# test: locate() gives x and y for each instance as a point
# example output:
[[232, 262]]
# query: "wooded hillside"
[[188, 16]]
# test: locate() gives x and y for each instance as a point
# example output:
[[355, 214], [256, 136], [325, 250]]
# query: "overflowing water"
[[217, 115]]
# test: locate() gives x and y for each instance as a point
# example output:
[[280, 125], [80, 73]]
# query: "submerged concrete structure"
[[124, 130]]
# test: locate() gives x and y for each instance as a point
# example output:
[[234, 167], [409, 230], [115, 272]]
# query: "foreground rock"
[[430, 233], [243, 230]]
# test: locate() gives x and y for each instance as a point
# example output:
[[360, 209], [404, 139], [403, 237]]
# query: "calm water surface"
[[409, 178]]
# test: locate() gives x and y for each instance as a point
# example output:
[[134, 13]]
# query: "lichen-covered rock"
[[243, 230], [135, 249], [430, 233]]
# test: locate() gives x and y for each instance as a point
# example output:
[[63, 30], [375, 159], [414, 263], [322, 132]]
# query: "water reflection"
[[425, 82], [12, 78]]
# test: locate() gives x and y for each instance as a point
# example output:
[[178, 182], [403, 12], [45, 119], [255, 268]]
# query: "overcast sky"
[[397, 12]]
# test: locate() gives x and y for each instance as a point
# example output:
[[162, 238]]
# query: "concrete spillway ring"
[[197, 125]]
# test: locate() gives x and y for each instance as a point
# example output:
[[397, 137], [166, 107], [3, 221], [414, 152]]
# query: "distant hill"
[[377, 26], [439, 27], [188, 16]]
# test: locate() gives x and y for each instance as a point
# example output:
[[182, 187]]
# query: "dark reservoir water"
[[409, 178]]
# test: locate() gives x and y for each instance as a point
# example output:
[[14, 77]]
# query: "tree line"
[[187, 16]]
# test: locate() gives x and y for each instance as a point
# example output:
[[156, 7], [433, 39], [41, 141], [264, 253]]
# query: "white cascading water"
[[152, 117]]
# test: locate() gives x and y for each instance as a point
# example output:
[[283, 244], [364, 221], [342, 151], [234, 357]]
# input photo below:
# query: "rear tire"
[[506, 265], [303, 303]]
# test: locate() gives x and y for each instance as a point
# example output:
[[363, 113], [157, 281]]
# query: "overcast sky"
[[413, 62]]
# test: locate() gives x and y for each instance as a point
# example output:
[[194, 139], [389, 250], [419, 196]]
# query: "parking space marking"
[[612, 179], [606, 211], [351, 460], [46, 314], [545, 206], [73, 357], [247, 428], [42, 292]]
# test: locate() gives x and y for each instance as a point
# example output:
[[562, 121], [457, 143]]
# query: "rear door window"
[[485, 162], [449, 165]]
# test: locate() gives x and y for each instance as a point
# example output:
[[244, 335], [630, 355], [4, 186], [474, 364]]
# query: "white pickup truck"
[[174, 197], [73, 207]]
※
§ **Problem statement**
Can you turn the lines from the start of the items through the line containing "[[217, 115]]", inclusive, into a numbered list with any blank lines left out?

§ **Result of this task**
1. # test: locate() gives x and y for each instance as a point
2. # example output:
3. [[232, 262]]
4. # query: "wooded hillside"
5. [[188, 16]]
6. # test: locate() gives x and y for each instance as a point
7. # example output:
8. [[355, 214], [256, 136], [325, 250]]
9. # query: "overflowing water"
10. [[217, 115]]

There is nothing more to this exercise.